> [Page extract]:
#####

My kids left Texas and moved to Oregon because college made them liberals. I have visited Oregon its pretty but I dont feel comfortable there.
Good luck finding place to land


Sent from my SM-J700P using Tapatalk
06-21-2017 12:33 AM
DisgruntledOne Be prepared for culture shock if entering the Ozark Plateau area from anywhere outside the rural South. After 8 years in this area I eagerly await the move out. There ARE worse places than than this hotbed of loud ill-educated buffoons. This is "good old boy" territory and the long-term residents are seemingly unaware that anything exists outside their narrow mental and geophysical boundaries.
06-05-2017 09:57 AM
Devout-prayerful
Quote:
Originally Posted by Fillzee View Post
Good luck on your move. Wherever you go, consider renting first to make sure you fit in and like it there. Next, don't tell anybody you are from Oregon. You'd be surprised at the pushback people get when moving from CA and other mega-liberal areas. Rumor has it that Oregon is a VERY liberal place. Tell your new neighbors you are from "down the road aways or some other non-specific BS."
Rent first... wise words.
11-30-2016 10:57 AM
bobcat7677 33% chance of the big one at any time. Ok, did it happen now? No.

...How about now? No.

...How about now? Nope, still hasn't happened. ****...there goes the average!

#####

> [Short task]:
In the forum thread, what does Fillzee advise doing first wherever you move? The data that comes next isn't needed here.

#####

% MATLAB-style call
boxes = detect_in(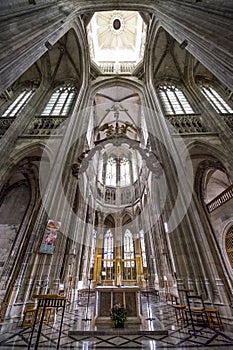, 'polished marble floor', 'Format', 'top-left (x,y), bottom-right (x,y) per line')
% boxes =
(0, 296), (233, 350)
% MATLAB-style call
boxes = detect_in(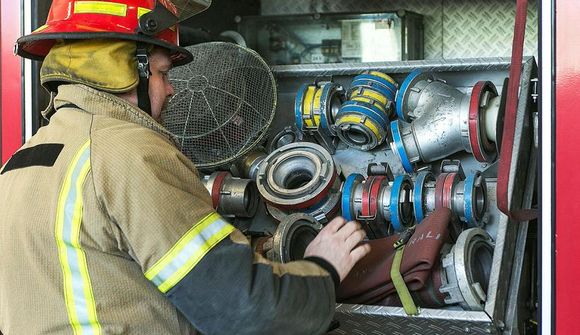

#####

> [Result for this task]:
Rent first to make sure you fit in and like it there.